───── SUPPLIED RECORDS ─────

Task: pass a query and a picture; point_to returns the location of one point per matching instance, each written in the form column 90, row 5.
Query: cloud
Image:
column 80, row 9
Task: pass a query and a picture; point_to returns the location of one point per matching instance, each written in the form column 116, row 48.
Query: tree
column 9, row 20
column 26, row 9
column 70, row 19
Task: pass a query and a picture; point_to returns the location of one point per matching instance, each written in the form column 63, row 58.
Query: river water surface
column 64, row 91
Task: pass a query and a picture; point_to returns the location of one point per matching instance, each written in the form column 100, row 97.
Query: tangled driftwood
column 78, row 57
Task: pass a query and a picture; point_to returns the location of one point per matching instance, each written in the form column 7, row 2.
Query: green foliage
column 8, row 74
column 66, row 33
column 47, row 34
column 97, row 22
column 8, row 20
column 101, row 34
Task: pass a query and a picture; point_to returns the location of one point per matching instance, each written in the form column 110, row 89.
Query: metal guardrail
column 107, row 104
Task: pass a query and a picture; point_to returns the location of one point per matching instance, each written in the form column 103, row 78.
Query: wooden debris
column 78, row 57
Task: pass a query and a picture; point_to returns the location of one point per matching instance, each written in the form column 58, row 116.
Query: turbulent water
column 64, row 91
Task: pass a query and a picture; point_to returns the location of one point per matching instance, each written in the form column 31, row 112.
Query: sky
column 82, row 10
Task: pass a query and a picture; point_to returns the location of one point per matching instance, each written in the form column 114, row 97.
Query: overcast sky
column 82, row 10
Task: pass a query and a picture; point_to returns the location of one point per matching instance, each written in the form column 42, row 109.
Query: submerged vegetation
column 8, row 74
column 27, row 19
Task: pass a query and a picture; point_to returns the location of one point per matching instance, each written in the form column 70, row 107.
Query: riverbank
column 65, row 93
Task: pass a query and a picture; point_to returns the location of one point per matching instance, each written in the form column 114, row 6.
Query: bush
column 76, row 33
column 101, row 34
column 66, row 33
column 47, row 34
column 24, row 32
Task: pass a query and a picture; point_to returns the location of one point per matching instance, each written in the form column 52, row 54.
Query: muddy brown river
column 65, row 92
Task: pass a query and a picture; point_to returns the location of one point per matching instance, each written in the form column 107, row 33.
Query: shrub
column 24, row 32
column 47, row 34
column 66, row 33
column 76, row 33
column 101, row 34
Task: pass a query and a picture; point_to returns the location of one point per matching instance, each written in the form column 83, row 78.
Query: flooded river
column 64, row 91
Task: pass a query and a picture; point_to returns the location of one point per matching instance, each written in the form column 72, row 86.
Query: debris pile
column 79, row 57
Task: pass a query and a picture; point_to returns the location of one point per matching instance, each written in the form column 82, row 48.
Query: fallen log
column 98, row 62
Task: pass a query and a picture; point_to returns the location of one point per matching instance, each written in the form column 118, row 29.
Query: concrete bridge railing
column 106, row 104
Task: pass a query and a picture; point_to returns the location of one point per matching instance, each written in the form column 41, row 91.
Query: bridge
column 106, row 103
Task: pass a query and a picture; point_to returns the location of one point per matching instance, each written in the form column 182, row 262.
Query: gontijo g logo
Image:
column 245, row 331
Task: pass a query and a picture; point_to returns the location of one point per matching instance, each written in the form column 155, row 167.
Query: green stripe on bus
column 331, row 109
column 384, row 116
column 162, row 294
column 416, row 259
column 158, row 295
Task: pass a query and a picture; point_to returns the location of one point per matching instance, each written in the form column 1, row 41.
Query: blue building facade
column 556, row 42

─────

▶ _TASK TO COMPLETE_
Can you update the entries from the line that has "72, row 86." through the line that has "column 98, row 62", changing "fallen log" to "downed log" and leaving everything else unchanged?

▶ _EXERCISE RESULT_
Task: pass a query and a picture; point_to returns the location of one point per matching instance, each written in the form column 72, row 86.
Query: debris pile
column 79, row 57
Task: pass a query and a picture; point_to returns the location of one point per matching instance, each written in the form column 82, row 48.
Query: downed log
column 98, row 62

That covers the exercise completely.